- **What the exercise asks**
Only one stretch of the listing below is wanted. Begin at the line that has "Note: one point per instance of the cloud", stop after the line that has "Note: one point per instance of the conifer", and repeat every line in between exactly.

======== Data extract

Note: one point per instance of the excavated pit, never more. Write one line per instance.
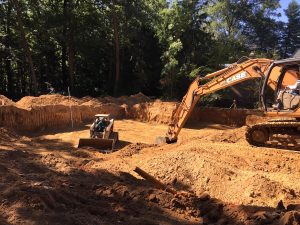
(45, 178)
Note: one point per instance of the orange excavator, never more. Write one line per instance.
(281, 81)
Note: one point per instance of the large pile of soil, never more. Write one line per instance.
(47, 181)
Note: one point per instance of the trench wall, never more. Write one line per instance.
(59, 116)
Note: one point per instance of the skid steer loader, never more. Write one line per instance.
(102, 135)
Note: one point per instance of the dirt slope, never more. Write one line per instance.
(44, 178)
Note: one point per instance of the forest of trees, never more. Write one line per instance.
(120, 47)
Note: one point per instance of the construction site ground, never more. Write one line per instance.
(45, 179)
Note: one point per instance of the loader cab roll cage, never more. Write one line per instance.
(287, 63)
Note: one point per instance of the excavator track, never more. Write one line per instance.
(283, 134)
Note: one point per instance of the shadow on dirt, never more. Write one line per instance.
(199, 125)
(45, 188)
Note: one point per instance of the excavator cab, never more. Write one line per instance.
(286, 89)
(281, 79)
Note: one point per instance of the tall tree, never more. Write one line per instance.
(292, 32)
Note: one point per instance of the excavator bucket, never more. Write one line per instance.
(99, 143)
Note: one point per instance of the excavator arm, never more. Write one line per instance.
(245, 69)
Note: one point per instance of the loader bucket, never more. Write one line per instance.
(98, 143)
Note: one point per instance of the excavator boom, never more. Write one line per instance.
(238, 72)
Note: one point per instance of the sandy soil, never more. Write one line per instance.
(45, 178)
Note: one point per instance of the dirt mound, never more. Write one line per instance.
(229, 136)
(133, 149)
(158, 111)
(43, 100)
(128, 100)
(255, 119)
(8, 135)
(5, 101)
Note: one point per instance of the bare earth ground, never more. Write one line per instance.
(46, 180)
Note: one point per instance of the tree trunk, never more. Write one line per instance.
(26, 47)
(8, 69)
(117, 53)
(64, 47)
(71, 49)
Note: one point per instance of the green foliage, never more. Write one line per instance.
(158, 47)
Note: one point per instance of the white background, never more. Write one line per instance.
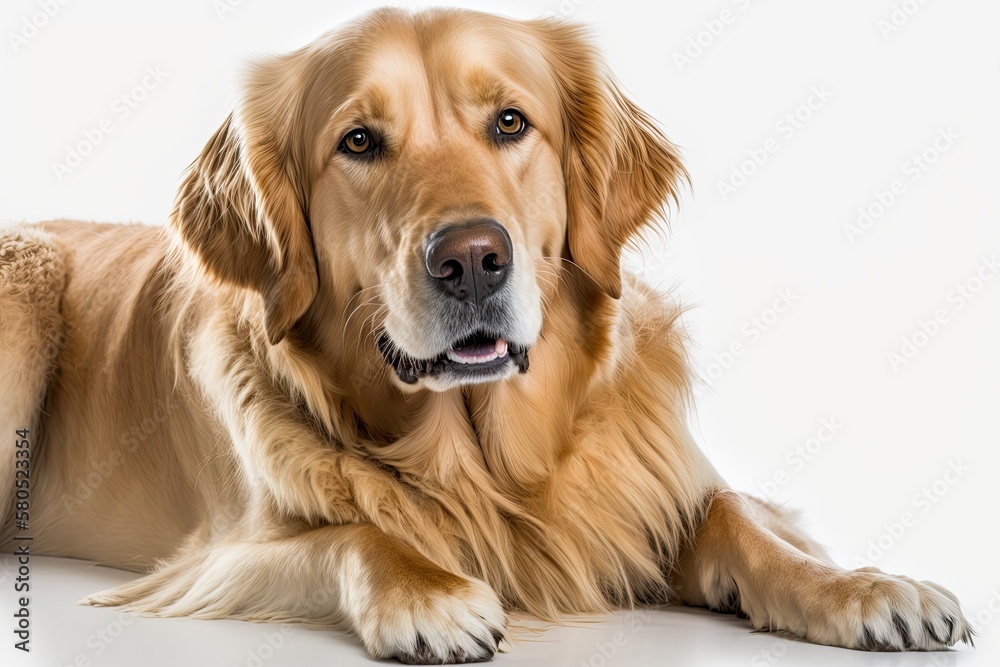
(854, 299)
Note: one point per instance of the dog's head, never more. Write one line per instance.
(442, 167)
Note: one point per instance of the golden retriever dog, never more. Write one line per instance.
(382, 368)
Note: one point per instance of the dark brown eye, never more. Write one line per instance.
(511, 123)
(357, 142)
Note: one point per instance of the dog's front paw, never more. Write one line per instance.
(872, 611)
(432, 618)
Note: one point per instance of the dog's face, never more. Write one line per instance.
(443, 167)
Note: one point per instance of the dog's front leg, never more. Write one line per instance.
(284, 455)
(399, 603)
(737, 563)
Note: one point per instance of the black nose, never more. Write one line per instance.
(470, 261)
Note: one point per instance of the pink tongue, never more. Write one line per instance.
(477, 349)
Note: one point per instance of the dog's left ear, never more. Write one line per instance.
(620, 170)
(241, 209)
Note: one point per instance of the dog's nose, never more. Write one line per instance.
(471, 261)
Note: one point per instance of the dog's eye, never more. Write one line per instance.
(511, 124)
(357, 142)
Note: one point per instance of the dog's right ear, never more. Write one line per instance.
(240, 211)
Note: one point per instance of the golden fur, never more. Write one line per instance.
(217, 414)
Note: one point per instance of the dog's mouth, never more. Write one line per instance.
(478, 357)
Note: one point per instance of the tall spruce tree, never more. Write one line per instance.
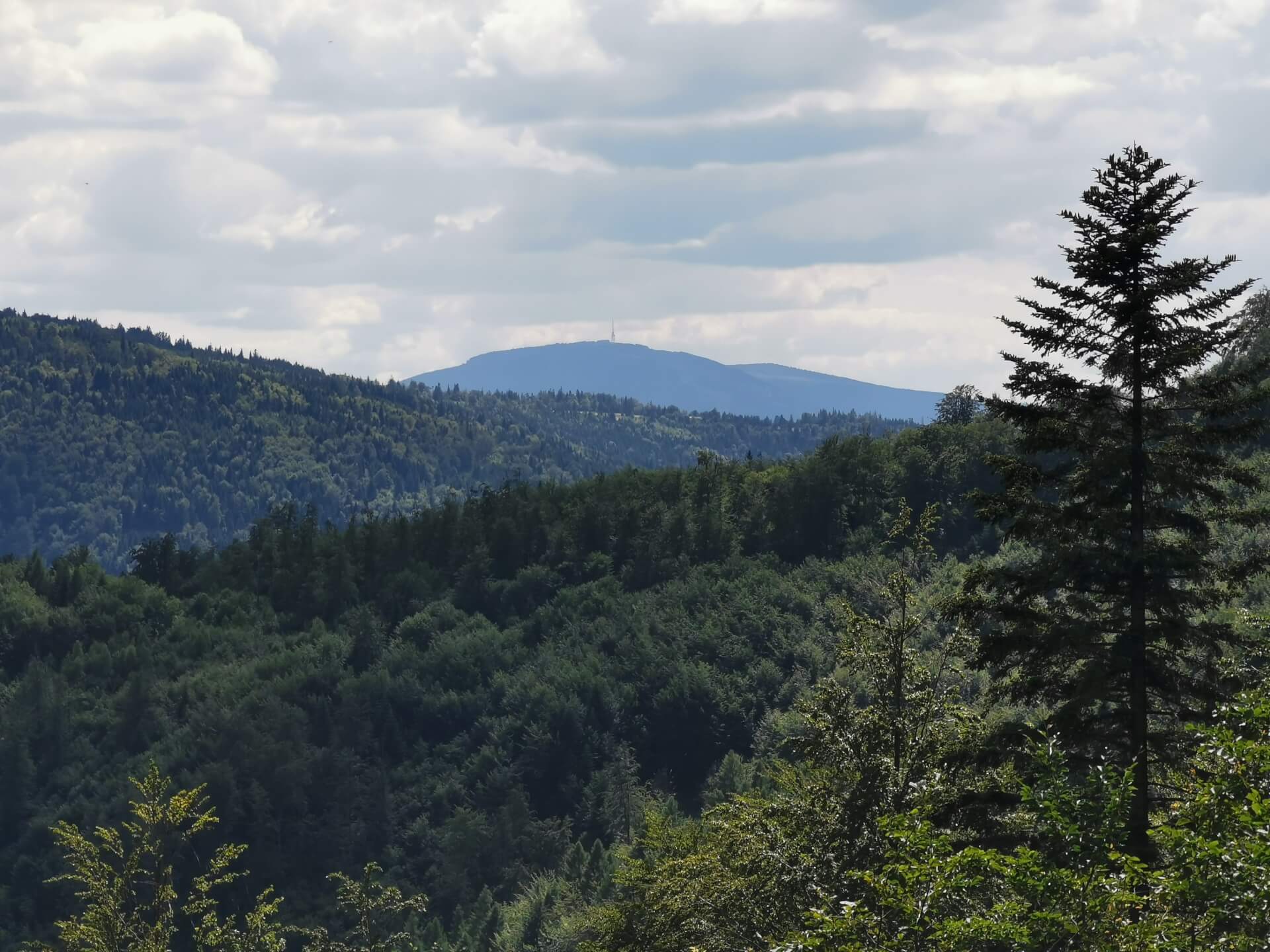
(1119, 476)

================
======== Data extract

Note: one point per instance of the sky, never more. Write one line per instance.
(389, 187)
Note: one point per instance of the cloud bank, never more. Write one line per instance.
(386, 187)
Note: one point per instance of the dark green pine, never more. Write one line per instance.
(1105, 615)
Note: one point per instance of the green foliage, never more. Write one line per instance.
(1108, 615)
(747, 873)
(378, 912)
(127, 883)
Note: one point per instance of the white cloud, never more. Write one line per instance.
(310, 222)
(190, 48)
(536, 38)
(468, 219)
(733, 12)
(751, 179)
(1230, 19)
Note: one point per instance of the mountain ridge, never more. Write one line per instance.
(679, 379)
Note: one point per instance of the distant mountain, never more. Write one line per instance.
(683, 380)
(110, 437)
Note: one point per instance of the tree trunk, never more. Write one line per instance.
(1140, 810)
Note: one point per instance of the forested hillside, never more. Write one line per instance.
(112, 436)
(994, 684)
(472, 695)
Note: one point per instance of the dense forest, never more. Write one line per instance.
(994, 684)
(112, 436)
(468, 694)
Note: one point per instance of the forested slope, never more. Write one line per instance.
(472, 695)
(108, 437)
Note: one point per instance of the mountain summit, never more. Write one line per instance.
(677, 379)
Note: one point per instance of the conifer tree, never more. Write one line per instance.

================

- **Solution to the exercise**
Note: one point per instance of the cloud bank, never more. Write one line per instance.
(386, 187)
Note: one point per instance of the dark green pine, never more. Write one line per instance.
(1105, 615)
Note: one point per instance of the green foliage, never more. Write one line per instance.
(1108, 615)
(747, 873)
(378, 912)
(127, 883)
Note: one point per instance of the white cloud, never more. Write one line per instance.
(310, 222)
(190, 48)
(536, 38)
(468, 219)
(733, 12)
(751, 179)
(1230, 19)
Note: one point per instance of the mountain ridge, never more. Write one line per instance.
(679, 379)
Note: one point per instance of the distant mountain, never more. Write one line per instance.
(683, 380)
(110, 437)
Note: one point per instance of the tree trunk, never more. Write one line per instance.
(1140, 810)
Note: one point per instance of the forested hillside, never more. Write one line per instance.
(112, 436)
(994, 684)
(472, 695)
Note: one point per instance of the dense forest, never more. Write one line per instance.
(994, 684)
(112, 436)
(468, 694)
Note: one point per instance of the forested slope, never more. Write one line per instance.
(472, 695)
(108, 437)
Note: one point per instance of the mountain summit, never more. Write one line per instance.
(677, 379)
Note: one point per instance of the conifer tree, never more. Write one line per instance.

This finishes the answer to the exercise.